* Stored data entries:
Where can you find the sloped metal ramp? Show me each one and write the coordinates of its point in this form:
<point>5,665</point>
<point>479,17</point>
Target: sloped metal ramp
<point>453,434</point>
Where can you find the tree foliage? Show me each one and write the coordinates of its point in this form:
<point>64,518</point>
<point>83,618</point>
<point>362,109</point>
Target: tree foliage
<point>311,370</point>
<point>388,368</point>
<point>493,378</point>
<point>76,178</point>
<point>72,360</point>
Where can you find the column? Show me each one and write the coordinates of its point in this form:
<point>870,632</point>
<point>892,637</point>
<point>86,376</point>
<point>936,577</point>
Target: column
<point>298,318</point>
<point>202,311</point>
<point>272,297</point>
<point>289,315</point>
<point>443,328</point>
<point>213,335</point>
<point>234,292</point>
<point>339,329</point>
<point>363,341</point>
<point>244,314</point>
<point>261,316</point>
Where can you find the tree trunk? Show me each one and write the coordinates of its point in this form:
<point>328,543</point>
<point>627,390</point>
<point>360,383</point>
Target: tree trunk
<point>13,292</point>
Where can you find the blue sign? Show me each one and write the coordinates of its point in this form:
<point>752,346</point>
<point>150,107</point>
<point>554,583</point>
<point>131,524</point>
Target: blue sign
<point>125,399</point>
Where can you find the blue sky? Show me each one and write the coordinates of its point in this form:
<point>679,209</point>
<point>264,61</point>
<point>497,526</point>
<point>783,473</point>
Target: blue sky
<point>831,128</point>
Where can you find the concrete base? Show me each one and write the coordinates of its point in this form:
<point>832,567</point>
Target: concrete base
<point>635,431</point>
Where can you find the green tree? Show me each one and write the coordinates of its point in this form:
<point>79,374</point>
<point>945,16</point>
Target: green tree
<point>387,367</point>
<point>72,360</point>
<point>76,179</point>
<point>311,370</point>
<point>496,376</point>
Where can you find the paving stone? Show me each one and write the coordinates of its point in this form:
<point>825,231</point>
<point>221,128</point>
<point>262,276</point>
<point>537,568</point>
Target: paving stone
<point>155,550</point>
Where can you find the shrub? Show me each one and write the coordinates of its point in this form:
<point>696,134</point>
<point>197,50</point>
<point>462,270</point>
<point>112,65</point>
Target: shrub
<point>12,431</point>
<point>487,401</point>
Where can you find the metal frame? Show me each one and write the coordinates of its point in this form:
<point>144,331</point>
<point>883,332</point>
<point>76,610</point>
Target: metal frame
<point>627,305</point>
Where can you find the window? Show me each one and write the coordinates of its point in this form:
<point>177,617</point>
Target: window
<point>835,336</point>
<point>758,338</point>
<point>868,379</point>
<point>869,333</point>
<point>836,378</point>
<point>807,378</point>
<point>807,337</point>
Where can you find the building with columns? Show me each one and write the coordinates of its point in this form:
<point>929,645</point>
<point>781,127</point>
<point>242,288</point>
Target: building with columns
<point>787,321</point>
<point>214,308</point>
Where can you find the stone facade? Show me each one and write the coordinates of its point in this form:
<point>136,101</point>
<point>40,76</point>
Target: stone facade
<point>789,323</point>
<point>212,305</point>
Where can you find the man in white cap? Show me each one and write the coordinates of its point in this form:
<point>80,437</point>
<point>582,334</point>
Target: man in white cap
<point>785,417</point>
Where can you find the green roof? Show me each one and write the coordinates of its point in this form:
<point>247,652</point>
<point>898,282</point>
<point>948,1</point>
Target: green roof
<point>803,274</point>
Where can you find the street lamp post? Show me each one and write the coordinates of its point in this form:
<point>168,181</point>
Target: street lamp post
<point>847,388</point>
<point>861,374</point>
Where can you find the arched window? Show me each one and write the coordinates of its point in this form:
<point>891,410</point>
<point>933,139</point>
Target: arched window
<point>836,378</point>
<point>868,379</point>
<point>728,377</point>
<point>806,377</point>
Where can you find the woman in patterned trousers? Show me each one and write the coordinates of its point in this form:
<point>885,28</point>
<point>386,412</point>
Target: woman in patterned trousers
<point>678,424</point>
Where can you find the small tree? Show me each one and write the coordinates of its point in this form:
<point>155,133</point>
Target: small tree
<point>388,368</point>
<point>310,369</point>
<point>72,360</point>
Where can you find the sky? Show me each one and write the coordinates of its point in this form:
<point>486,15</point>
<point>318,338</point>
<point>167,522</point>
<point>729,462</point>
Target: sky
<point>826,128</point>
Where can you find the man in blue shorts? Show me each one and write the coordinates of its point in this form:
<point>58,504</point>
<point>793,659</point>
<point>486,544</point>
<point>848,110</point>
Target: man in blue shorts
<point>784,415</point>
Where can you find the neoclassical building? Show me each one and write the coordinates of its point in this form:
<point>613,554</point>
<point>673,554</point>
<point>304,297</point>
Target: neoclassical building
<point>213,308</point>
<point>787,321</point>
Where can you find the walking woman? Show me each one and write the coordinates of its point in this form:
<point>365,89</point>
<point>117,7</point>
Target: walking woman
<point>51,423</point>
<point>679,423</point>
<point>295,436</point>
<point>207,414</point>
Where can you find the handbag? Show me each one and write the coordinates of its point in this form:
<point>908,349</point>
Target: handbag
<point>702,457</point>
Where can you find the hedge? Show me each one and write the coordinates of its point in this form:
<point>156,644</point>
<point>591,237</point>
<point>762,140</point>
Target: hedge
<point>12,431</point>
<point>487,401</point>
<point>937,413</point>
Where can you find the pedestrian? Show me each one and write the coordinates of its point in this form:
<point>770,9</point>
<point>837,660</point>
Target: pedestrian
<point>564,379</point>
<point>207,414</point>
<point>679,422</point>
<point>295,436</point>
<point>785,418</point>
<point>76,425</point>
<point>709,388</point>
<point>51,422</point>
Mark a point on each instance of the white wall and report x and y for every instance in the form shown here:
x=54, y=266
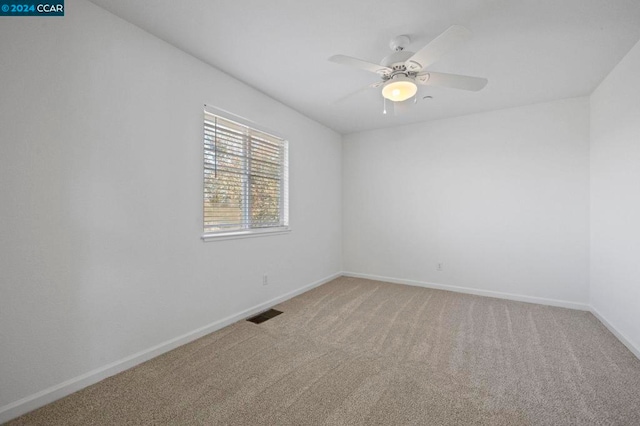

* What this task involves: Output the entries above verbatim. Omit the images.

* Answer to this task:
Where can you find the sloped metal ramp? Show me each one and write the coordinates of its point in this form:
<point>5,665</point>
<point>479,17</point>
Target: sloped metal ramp
<point>453,434</point>
Where can you find the tree foliage? Show me each one and write the coordinates of its point in this form:
<point>64,518</point>
<point>83,618</point>
<point>362,109</point>
Target: tree foliage
<point>311,370</point>
<point>388,368</point>
<point>493,378</point>
<point>76,178</point>
<point>72,360</point>
Where can you find the column? Show me each one and write the coordinates of its point in this form:
<point>870,632</point>
<point>892,637</point>
<point>86,376</point>
<point>936,577</point>
Target: column
<point>298,318</point>
<point>202,311</point>
<point>272,297</point>
<point>289,315</point>
<point>443,328</point>
<point>213,335</point>
<point>234,292</point>
<point>339,329</point>
<point>363,341</point>
<point>244,314</point>
<point>261,316</point>
Where can you find the tree trunk? Show me each one and write the coordinates of its point in this form:
<point>328,543</point>
<point>627,390</point>
<point>360,383</point>
Target: tree trunk
<point>13,292</point>
Where can you find the blue sign? Show me each one and write the coordinates of its point in this form:
<point>752,346</point>
<point>150,107</point>
<point>554,583</point>
<point>131,524</point>
Target: blue sign
<point>125,399</point>
Where can you find the blue sky? Show me each one and write the coordinates of its point in this form:
<point>679,209</point>
<point>264,61</point>
<point>497,526</point>
<point>783,473</point>
Target: blue sky
<point>831,128</point>
Where can you find the concrete base? Show me each one and write the coordinates of its point in this form:
<point>832,567</point>
Target: concrete base
<point>635,431</point>
Where can you find the green tree? Show me each one and write the coordinates of its point in this form:
<point>79,374</point>
<point>945,16</point>
Target: green tree
<point>387,367</point>
<point>72,360</point>
<point>76,179</point>
<point>311,370</point>
<point>496,376</point>
Where can you find the paving stone? Show me each one and write the coordinates of its point in this form:
<point>825,231</point>
<point>221,128</point>
<point>262,276</point>
<point>537,568</point>
Target: paving stone
<point>155,550</point>
Where can you find the shrub? Show me each one and write the coordinates of its point in this form:
<point>696,134</point>
<point>197,50</point>
<point>462,270</point>
<point>112,65</point>
Target: shrub
<point>12,431</point>
<point>487,401</point>
Where can you find the metal frame? Show me each one and write the coordinates of its point in this form:
<point>144,331</point>
<point>883,332</point>
<point>76,610</point>
Target: metal frame
<point>627,305</point>
Where can you find the window? Show me each one and write the coordinates of its point in this form:
<point>177,617</point>
Target: window
<point>835,336</point>
<point>758,338</point>
<point>868,379</point>
<point>869,333</point>
<point>836,378</point>
<point>807,378</point>
<point>807,337</point>
Where can you find the building with columns? Show me each one and write the coordinates of its point in this form:
<point>929,645</point>
<point>781,127</point>
<point>242,288</point>
Target: building with columns
<point>787,321</point>
<point>214,308</point>
Where can you find the stone facade? Show me each one and write the coordinates of its point in this form:
<point>136,101</point>
<point>40,76</point>
Target: stone facade
<point>789,323</point>
<point>212,305</point>
Where can you find the man in white cap? Show me each one and write the coordinates of its point in this form:
<point>80,437</point>
<point>582,334</point>
Target: man in white cap
<point>785,417</point>
Where can you find the green roof? Show me each one and write the coordinates of its point in this form:
<point>247,652</point>
<point>898,282</point>
<point>948,1</point>
Target: green roof
<point>803,274</point>
Where can you find the street lamp post? Show me each one and write the coordinates of its point in this form:
<point>168,181</point>
Target: street lamp post
<point>847,388</point>
<point>861,374</point>
Where can you find the arched window? Show me each one and write the coordinates of its point in this form:
<point>891,410</point>
<point>933,139</point>
Target: arched window
<point>836,378</point>
<point>868,379</point>
<point>728,377</point>
<point>806,377</point>
Where can you find the woman in patterned trousers? Show me each one and write the coordinates of its point in this form:
<point>885,28</point>
<point>386,412</point>
Target: woman in patterned trousers
<point>678,424</point>
Where can you find the small tree? Show me each one and write the coordinates of its point in this form:
<point>155,133</point>
Target: small tree
<point>388,368</point>
<point>310,369</point>
<point>72,360</point>
Where can you find the sky? Show me each one and write the coordinates of its point in this form:
<point>486,15</point>
<point>318,338</point>
<point>167,522</point>
<point>729,462</point>
Target: sky
<point>826,128</point>
Where can you find the man in blue shorts? Show me each one and write the coordinates of its point in this form:
<point>58,504</point>
<point>793,659</point>
<point>486,544</point>
<point>848,110</point>
Target: man in blue shorts
<point>784,415</point>
Where can you find the neoclassical building? Show me each one and write the coordinates of its point in this form:
<point>613,554</point>
<point>673,554</point>
<point>304,297</point>
Target: neoclassical building
<point>213,308</point>
<point>787,321</point>
Where can you find the walking woman? Show me each one and write the coordinates of its point in this form:
<point>365,89</point>
<point>117,7</point>
Target: walking woman
<point>51,423</point>
<point>679,423</point>
<point>295,436</point>
<point>207,414</point>
Where can you find the handbag? Show me each one and write the coordinates of its point in this form:
<point>908,349</point>
Target: handbag
<point>702,457</point>
Where can you find the hedge? Show me each one and write the coordinates of its point in this form:
<point>156,644</point>
<point>591,237</point>
<point>762,140</point>
Target: hedge
<point>12,431</point>
<point>487,401</point>
<point>937,413</point>
Where can you find the pedestrian? Show me each one and write the coordinates of its point in this form:
<point>770,9</point>
<point>837,660</point>
Target: pedestrian
<point>564,379</point>
<point>207,414</point>
<point>679,422</point>
<point>295,436</point>
<point>785,418</point>
<point>76,425</point>
<point>709,388</point>
<point>51,422</point>
Mark a point on each instance of the white wall and report x and y for every instance in the form shown here:
x=54, y=266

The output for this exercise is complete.